=== Task description ===
How many lines of the listing below contain the string "mountain"? Reply with the number alone.

(Coordinate annotation records)
# # # #
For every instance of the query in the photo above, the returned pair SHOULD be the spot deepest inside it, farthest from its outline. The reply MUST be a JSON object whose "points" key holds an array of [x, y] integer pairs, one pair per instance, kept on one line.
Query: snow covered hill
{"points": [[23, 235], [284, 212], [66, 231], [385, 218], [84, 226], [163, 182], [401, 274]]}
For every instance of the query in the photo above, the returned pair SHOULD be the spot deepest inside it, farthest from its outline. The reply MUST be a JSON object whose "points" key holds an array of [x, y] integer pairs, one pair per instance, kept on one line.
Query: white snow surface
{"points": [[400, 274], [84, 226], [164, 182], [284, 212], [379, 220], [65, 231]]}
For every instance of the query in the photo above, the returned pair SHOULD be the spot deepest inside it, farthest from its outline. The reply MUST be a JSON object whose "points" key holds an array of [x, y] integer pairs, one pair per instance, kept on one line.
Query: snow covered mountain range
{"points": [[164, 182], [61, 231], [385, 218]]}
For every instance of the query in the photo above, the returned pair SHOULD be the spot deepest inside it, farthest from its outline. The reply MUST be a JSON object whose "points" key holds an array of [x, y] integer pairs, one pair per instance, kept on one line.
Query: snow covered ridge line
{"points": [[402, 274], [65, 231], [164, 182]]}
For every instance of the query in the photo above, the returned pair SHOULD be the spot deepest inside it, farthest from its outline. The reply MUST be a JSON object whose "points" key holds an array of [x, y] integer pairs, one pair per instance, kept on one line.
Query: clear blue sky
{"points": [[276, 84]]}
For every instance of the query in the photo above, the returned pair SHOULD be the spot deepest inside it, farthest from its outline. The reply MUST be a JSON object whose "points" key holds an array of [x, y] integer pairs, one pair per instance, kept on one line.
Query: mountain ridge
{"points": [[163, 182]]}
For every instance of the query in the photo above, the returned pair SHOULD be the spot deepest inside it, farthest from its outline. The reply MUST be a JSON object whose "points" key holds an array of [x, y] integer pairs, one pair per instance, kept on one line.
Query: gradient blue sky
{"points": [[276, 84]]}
# # # #
=== Solution to the problem ===
2